*GIVEN INSTRUCTION*. Copy out the entries below, swapping "Locate every instance of" for "Mark each" everywhere and keeping everything else the same.

*SUPPLIED MATERIAL*.
----------------

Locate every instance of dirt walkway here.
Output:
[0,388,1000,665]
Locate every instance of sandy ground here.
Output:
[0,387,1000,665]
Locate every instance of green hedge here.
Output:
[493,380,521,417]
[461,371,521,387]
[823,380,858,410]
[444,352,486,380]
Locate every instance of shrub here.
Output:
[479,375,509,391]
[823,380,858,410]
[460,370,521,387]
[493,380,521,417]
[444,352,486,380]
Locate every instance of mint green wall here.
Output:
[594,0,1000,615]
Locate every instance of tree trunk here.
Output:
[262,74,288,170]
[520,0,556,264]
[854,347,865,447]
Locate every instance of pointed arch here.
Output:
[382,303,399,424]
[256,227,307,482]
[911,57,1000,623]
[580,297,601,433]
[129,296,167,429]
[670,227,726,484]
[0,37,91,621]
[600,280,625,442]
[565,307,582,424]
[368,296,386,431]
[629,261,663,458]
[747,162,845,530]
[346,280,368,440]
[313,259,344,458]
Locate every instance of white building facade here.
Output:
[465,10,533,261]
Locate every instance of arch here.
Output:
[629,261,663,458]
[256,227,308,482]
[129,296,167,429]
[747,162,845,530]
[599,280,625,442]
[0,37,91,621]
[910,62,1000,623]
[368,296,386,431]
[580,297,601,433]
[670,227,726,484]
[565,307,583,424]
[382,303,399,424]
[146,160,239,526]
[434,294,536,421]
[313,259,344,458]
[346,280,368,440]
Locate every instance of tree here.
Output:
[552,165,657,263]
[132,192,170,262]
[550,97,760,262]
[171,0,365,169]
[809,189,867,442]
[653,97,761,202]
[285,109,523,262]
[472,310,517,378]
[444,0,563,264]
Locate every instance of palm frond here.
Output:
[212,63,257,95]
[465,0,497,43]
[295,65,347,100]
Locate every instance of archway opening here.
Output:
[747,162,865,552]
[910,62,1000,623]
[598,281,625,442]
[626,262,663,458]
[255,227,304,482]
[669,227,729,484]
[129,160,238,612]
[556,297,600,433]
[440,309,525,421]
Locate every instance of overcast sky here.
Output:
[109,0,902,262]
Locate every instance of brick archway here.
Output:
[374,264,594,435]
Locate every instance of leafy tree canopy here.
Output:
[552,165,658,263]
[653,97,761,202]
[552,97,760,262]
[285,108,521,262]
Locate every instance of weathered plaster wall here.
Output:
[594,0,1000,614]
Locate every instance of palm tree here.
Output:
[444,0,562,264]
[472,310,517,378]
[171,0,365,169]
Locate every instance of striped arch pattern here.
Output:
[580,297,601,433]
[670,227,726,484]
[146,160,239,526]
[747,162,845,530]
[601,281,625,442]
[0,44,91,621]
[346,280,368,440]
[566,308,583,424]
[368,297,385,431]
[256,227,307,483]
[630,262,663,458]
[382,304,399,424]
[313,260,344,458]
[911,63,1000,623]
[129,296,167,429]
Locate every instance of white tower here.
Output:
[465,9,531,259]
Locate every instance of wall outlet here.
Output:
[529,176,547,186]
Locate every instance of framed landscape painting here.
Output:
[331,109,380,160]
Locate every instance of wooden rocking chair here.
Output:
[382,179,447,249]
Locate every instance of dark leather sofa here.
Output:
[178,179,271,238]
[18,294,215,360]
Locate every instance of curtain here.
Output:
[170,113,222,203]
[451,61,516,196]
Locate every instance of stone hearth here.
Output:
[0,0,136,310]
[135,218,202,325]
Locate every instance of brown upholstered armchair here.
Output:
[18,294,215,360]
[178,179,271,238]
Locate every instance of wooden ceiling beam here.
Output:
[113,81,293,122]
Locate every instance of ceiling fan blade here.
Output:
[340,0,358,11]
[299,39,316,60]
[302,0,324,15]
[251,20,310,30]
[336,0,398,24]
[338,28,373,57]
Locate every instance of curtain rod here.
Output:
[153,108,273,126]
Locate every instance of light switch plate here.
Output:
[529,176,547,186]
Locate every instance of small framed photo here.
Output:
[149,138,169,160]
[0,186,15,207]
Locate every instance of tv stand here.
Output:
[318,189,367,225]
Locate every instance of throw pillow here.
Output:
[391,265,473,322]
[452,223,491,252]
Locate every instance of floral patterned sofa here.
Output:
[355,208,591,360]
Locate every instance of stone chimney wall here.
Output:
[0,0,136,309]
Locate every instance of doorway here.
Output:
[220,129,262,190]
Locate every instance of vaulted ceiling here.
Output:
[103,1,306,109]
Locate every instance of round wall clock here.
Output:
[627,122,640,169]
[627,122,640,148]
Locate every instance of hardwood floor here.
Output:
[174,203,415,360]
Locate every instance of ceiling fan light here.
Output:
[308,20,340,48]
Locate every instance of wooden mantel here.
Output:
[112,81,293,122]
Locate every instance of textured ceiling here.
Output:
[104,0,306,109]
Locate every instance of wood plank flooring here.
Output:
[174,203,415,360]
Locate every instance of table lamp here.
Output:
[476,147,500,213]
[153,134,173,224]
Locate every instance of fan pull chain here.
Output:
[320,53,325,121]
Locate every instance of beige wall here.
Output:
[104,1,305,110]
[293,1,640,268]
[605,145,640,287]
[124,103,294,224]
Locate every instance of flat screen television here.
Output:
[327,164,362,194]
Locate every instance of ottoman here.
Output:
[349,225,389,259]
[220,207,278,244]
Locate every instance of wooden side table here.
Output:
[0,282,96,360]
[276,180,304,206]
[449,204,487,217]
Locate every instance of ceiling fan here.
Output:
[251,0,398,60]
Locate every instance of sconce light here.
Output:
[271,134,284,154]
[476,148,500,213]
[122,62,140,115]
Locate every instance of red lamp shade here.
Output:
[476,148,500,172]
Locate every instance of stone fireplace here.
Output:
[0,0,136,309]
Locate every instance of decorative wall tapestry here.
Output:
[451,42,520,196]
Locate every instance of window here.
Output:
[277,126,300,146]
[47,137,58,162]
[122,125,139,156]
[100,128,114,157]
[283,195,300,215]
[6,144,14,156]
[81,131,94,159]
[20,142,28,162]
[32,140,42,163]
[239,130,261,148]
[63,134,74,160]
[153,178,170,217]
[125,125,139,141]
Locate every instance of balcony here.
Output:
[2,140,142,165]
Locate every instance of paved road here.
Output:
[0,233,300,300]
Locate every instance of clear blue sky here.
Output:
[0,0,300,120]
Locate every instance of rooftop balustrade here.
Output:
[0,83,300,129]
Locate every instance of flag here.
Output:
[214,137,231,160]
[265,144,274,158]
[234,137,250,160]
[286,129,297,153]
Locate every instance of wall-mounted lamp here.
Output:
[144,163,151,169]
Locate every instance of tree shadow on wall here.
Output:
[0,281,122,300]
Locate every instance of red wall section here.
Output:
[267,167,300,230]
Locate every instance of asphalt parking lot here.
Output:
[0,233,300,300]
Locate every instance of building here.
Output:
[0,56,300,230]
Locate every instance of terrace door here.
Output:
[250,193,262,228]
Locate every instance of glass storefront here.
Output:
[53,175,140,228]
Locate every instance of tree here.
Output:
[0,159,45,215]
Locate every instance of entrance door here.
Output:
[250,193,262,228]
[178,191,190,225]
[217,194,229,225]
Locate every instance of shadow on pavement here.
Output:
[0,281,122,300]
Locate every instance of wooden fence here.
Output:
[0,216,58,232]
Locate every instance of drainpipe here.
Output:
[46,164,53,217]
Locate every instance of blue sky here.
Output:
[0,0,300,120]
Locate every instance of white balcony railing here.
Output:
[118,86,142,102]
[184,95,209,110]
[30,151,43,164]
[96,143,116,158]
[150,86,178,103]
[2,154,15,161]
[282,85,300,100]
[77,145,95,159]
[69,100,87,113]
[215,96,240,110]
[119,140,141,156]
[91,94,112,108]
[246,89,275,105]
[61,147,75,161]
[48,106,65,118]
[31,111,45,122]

----------------

*EXPECTED OUTPUT*.
Mark each dirt walkway here.
Output:
[0,388,1000,665]
Mark each sandy ground here.
Output:
[0,387,1000,665]
Mark each green hedge here.
Output:
[493,380,521,417]
[461,371,521,387]
[823,380,858,410]
[444,352,486,380]
Mark each shrub here.
Output:
[479,375,509,391]
[823,380,858,410]
[460,370,521,387]
[493,380,521,417]
[444,352,486,380]
Mark each mint green wall here.
Output:
[594,0,1000,615]
Mark each tree trunk here.
Output:
[262,74,288,170]
[520,0,556,264]
[854,347,865,447]
Mark each pointed arch here.
Output:
[382,303,399,424]
[256,227,307,482]
[911,57,1000,623]
[580,297,601,433]
[129,296,167,429]
[670,227,726,484]
[0,37,91,621]
[600,280,625,442]
[565,307,582,424]
[368,296,386,431]
[629,261,663,458]
[747,162,845,530]
[346,280,368,440]
[313,259,344,458]
Mark each white building facade here.
Output:
[465,10,533,261]
Mark each arch here.
Output:
[629,261,663,458]
[256,227,308,482]
[129,296,167,429]
[747,162,845,530]
[599,280,625,442]
[0,37,91,621]
[910,62,1000,623]
[368,296,386,431]
[580,297,601,433]
[670,227,726,484]
[565,307,583,424]
[382,303,399,424]
[146,160,239,526]
[434,294,536,421]
[313,259,344,458]
[346,280,368,440]
Mark each tree here.
Output:
[552,165,657,263]
[132,192,170,262]
[550,97,760,262]
[171,0,365,169]
[809,189,867,442]
[653,97,761,202]
[285,109,523,262]
[472,310,517,378]
[444,0,563,264]
Mark each palm frond here.
Output:
[212,63,257,95]
[465,0,497,43]
[295,65,347,100]
Mark each archway opening here.
Output:
[747,162,865,552]
[910,62,1000,623]
[598,281,625,442]
[626,262,663,458]
[255,227,304,482]
[669,227,729,484]
[129,160,238,612]
[556,297,600,433]
[440,309,525,421]
Mark each overcast sky here.
Output:
[109,0,902,262]
Mark each brick archway here.
Output:
[374,264,594,435]
Mark each leafy tree canopy here.
Output:
[552,165,658,263]
[653,97,761,202]
[552,97,760,262]
[285,108,521,262]
Mark each weathered plaster wall here.
Output:
[594,0,1000,614]
Mark each palm tree here.
Output:
[444,0,562,264]
[472,310,517,378]
[171,0,365,169]
Mark each striped arch pattern here.
Output:
[580,297,601,433]
[670,227,726,484]
[146,160,239,526]
[747,162,845,530]
[601,281,625,442]
[0,44,91,621]
[346,280,368,440]
[566,308,583,424]
[368,297,385,431]
[256,227,307,483]
[630,262,663,458]
[382,304,399,424]
[313,260,344,458]
[911,63,1000,623]
[129,296,167,429]
Mark each white tower here.
Output:
[465,9,531,259]
Mark each wall outlet here.
Output:
[529,176,547,186]
Mark each framed landscape painting here.
Output:
[331,109,380,160]
Mark each wooden rocking chair here.
Output:
[382,179,447,249]
Mark each dark leather sofa here.
Output:
[178,179,271,238]
[18,294,215,360]
Mark each curtain here.
Output:
[170,113,222,203]
[451,61,516,196]
Mark each stone hearth here.
Output:
[0,0,136,310]
[135,218,202,325]
Mark each brown upholstered armchair here.
Output:
[18,294,215,360]
[178,179,271,238]
Mark each wooden ceiling beam here.
Output:
[113,81,293,122]
Mark each ceiling fan blade here.
Output:
[340,0,358,11]
[299,39,316,60]
[302,0,324,15]
[251,20,310,30]
[336,0,398,24]
[338,28,373,57]
Mark each curtain rod here.
Output:
[153,108,273,126]
Mark each light switch plate here.
Output:
[529,176,547,186]
Mark each small framed photo here.
Output:
[149,138,169,160]
[0,186,15,207]
Mark each tv stand here.
Output:
[318,189,367,225]
Mark each throw pillow here.
Output:
[391,265,473,322]
[452,223,491,252]
Mark each floral patterned sofa here.
Output:
[355,208,591,360]
Mark each stone chimney wall here.
Output:
[0,0,136,309]
Mark each doorway here.
Output:
[220,129,262,190]
Mark each vaulted ceiling here.
Output:
[103,1,306,109]
Mark each round wall clock here.
Output:
[627,122,640,169]
[627,122,640,148]
Mark each hardwood floor here.
Output:
[174,203,415,360]
Mark each ceiling fan light here.
Output:
[308,20,340,48]
Mark each wooden mantel here.
Output:
[112,81,293,122]
Mark each textured ceiling here.
Output:
[104,0,306,109]
Mark each wood plank flooring here.
Output:
[174,203,415,360]
Mark each table lamp here.
Output:
[476,147,500,213]
[153,134,173,224]
Mark each fan pull chain here.
Output:
[320,53,325,121]
Mark each beige wall here.
Output:
[104,1,305,110]
[293,1,640,268]
[605,145,640,287]
[124,103,294,224]
Mark each flat screen television here.
Output:
[327,164,362,194]
Mark each ottoman here.
Output:
[349,225,389,259]
[220,207,278,244]
Mark each wooden side table here.
Output:
[0,282,96,360]
[276,180,304,206]
[449,204,487,217]
Mark each ceiling fan here.
Output:
[251,0,398,60]
Mark each sconce light here.
Output:
[271,134,284,154]
[476,148,500,213]
[122,62,140,115]
Mark each red lamp shade here.
Output:
[476,148,500,172]
Mark each stone fireplace here.
Output:
[0,0,136,309]
Mark each decorative wall tapestry here.
Output:
[451,42,520,196]
Mark each window here.
Output:
[277,126,300,146]
[47,137,58,162]
[122,125,139,156]
[100,128,114,157]
[283,195,300,215]
[6,144,14,156]
[81,131,94,159]
[20,142,28,162]
[32,140,42,163]
[239,130,261,148]
[63,134,74,160]
[153,178,170,217]
[125,125,139,141]
Mark each balcony here.
Output:
[2,140,142,165]
Mark each paved road here.
Output:
[0,233,300,300]
Mark each clear blue sky here.
Output:
[0,0,300,120]
Mark each rooftop balustrade here.
Output:
[0,83,300,129]
Mark each flag here.
Output:
[214,137,231,160]
[265,144,274,158]
[234,137,250,160]
[286,129,297,153]
Mark each wall-mounted lamp here.
Output:
[144,163,151,169]
Mark each tree shadow on wall here.
Output:
[0,281,122,300]
Mark each red wall section here.
Output:
[267,167,300,230]
Mark each asphalt parking lot here.
Output:
[0,233,300,300]
Mark each building here.
Output:
[0,56,300,230]
Mark each terrace door here.
Output:
[250,193,262,228]
Mark each glass storefront here.
Output:
[53,175,140,228]
Mark each tree here.
Output:
[0,159,45,215]
Mark each entrance door here.
Output:
[250,193,262,228]
[178,191,190,225]
[217,194,229,225]
Mark each shadow on pavement here.
Output:
[0,281,122,300]
Mark each wooden fence here.
Output:
[0,216,58,232]
Mark each drainpipe here.
Output:
[46,164,53,217]
Mark each blue sky here.
Output:
[0,0,300,120]
Mark each white balcony railing here.
Output:
[118,86,142,102]
[184,95,209,110]
[30,151,43,164]
[96,143,116,158]
[150,86,178,103]
[2,154,15,161]
[282,85,300,100]
[77,145,95,159]
[69,100,87,113]
[215,96,240,110]
[119,140,141,156]
[91,94,112,108]
[246,89,275,105]
[61,147,75,161]
[48,106,65,118]
[31,111,45,122]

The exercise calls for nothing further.